**EXERCISE INSTRUCTIONS**:
Could you copy, exactly as written, every line from the first line of the records through the one containing "Highlight man's face."?
*** SUPPLIED DATA Section Begins ***
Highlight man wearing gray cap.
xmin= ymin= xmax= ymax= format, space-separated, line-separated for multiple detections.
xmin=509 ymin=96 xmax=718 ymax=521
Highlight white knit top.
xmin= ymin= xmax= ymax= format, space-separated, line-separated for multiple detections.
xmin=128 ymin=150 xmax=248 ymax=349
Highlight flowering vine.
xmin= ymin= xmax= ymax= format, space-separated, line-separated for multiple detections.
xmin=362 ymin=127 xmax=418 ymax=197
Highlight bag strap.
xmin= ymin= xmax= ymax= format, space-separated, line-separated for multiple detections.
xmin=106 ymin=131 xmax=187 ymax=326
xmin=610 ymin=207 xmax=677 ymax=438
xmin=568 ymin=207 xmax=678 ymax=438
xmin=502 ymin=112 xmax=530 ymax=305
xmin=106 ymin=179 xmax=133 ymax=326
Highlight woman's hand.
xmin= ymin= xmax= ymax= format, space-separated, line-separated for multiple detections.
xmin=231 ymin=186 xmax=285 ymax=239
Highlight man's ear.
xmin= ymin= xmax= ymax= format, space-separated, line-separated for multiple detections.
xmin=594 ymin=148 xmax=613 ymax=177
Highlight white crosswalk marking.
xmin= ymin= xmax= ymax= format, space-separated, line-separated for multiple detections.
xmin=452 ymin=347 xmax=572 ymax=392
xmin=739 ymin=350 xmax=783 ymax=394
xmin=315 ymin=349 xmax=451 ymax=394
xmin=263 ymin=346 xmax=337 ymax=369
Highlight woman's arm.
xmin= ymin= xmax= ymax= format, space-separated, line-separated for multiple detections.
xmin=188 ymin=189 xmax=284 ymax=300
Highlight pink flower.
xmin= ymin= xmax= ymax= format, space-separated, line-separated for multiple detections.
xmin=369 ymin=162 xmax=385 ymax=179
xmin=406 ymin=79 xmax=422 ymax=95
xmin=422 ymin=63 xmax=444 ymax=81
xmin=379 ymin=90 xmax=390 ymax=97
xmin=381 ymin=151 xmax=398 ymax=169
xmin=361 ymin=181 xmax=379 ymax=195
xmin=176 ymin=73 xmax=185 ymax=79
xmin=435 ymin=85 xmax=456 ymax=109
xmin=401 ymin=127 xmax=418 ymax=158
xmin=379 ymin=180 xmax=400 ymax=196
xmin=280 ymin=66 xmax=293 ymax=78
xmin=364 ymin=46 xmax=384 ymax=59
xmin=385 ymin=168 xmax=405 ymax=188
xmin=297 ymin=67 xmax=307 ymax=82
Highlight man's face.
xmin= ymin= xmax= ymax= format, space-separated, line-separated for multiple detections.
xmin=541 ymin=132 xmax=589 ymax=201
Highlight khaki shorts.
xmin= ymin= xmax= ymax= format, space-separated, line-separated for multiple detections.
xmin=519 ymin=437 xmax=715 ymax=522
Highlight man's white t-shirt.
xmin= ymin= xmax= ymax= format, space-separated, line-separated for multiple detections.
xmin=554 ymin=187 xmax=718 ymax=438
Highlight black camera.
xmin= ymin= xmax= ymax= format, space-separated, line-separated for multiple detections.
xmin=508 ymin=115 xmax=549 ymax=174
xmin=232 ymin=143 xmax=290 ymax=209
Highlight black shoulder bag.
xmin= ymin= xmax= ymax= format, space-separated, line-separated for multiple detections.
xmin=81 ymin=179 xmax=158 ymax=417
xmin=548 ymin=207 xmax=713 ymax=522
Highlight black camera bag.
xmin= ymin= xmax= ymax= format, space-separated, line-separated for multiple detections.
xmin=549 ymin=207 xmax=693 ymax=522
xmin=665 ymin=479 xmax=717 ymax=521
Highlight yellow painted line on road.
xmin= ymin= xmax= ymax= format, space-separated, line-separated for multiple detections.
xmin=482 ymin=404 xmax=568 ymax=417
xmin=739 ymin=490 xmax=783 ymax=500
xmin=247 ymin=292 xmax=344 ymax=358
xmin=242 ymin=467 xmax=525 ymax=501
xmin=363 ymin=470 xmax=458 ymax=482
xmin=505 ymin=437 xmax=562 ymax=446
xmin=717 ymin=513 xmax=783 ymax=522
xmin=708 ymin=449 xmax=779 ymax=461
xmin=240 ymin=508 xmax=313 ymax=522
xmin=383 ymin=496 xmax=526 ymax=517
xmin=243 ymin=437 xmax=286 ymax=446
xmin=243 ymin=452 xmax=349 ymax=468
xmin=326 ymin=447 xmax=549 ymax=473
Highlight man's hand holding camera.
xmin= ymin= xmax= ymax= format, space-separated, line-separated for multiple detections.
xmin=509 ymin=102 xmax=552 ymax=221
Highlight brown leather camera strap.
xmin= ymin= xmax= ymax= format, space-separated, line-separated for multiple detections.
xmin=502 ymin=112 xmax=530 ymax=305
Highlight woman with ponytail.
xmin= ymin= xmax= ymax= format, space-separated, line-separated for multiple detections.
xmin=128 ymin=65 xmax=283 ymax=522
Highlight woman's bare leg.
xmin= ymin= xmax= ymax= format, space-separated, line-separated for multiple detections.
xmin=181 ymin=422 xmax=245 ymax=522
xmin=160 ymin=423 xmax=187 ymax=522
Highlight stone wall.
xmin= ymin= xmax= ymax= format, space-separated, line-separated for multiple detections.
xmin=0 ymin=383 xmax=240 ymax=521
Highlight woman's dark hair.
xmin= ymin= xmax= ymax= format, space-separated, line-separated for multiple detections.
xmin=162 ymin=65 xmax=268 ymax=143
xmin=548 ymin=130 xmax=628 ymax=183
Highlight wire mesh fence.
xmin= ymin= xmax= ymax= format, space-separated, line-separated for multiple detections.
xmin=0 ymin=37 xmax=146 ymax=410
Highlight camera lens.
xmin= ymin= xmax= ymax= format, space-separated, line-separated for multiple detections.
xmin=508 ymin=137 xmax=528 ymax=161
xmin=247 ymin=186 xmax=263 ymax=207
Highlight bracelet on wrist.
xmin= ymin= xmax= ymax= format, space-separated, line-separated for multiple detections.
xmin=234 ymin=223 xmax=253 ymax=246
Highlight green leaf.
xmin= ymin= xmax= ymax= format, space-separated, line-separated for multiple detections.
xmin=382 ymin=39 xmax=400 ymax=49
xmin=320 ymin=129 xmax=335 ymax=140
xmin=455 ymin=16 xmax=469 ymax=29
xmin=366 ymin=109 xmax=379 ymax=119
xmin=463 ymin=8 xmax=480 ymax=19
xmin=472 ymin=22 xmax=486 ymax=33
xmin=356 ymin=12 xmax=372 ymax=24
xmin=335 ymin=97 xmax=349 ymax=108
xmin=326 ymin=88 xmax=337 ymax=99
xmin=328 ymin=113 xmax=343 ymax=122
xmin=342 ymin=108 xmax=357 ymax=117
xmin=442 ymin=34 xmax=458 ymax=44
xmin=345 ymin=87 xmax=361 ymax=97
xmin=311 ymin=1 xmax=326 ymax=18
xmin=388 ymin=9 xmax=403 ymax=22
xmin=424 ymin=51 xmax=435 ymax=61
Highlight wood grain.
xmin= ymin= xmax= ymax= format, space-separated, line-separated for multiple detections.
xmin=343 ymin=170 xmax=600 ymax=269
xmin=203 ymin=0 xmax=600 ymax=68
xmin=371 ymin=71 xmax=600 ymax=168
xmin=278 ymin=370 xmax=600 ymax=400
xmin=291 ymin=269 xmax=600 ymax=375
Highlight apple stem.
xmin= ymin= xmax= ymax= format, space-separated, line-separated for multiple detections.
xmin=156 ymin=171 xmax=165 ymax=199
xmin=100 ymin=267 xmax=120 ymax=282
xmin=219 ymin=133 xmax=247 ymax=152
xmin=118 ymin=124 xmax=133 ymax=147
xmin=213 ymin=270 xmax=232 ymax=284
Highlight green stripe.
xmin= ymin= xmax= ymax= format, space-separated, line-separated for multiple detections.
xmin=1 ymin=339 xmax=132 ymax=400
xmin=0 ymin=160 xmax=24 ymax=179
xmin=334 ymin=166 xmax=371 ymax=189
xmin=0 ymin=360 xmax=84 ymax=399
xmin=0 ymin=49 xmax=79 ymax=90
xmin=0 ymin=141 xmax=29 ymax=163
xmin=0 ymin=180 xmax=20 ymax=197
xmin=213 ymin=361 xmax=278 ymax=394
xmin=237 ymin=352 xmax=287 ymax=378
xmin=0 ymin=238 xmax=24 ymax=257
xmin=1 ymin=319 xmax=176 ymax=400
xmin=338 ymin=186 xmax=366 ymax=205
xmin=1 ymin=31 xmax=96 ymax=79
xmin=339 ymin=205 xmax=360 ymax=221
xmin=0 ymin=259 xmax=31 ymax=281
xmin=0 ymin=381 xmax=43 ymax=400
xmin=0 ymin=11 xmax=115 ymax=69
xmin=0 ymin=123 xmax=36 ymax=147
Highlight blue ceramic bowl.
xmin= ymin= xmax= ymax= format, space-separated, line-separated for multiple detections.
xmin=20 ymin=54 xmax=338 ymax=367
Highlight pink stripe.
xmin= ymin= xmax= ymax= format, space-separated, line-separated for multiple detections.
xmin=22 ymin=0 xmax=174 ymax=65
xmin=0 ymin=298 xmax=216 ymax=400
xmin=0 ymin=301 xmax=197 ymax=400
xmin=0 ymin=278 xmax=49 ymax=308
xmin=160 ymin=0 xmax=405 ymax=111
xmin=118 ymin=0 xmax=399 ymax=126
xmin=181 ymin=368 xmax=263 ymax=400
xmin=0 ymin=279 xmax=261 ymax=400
*** SUPPLIED DATA Section Ends ***
**ANSWER SPACE**:
Highlight man wearing gray cap.
xmin= ymin= xmax= ymax= format, space-separated, line-separated for multiple detections.
xmin=509 ymin=96 xmax=718 ymax=521
Highlight white knit top.
xmin= ymin= xmax= ymax= format, space-separated, line-separated for multiple detections.
xmin=128 ymin=150 xmax=248 ymax=349
Highlight flowering vine.
xmin= ymin= xmax= ymax= format, space-separated, line-separated for multiple detections.
xmin=362 ymin=127 xmax=418 ymax=197
Highlight bag strap.
xmin= ymin= xmax= ymax= format, space-separated, line-separated for multiple detections.
xmin=106 ymin=131 xmax=187 ymax=326
xmin=610 ymin=207 xmax=677 ymax=438
xmin=568 ymin=207 xmax=678 ymax=438
xmin=502 ymin=112 xmax=530 ymax=305
xmin=106 ymin=179 xmax=133 ymax=326
Highlight woman's hand.
xmin= ymin= xmax= ymax= format, space-separated, line-separated for multiple detections.
xmin=231 ymin=186 xmax=285 ymax=239
Highlight man's ear.
xmin= ymin= xmax= ymax= format, space-separated, line-separated for multiple detections.
xmin=594 ymin=148 xmax=613 ymax=177
Highlight white crosswalk marking.
xmin= ymin= xmax= ymax= format, space-separated, line-separated for multiple detections.
xmin=452 ymin=347 xmax=572 ymax=392
xmin=739 ymin=350 xmax=783 ymax=394
xmin=315 ymin=349 xmax=451 ymax=394
xmin=263 ymin=346 xmax=337 ymax=369
Highlight woman's arm.
xmin= ymin= xmax= ymax= format, space-separated, line-separated for multiple detections.
xmin=188 ymin=189 xmax=284 ymax=300
Highlight pink flower.
xmin= ymin= xmax= ymax= format, space-separated, line-separated for multiple detections.
xmin=369 ymin=162 xmax=385 ymax=179
xmin=406 ymin=79 xmax=422 ymax=95
xmin=422 ymin=63 xmax=444 ymax=81
xmin=379 ymin=90 xmax=390 ymax=97
xmin=381 ymin=151 xmax=398 ymax=169
xmin=361 ymin=181 xmax=379 ymax=195
xmin=176 ymin=73 xmax=185 ymax=79
xmin=435 ymin=85 xmax=456 ymax=109
xmin=401 ymin=127 xmax=418 ymax=158
xmin=379 ymin=180 xmax=400 ymax=196
xmin=280 ymin=66 xmax=293 ymax=78
xmin=364 ymin=46 xmax=384 ymax=59
xmin=385 ymin=168 xmax=405 ymax=188
xmin=297 ymin=67 xmax=307 ymax=82
Highlight man's face.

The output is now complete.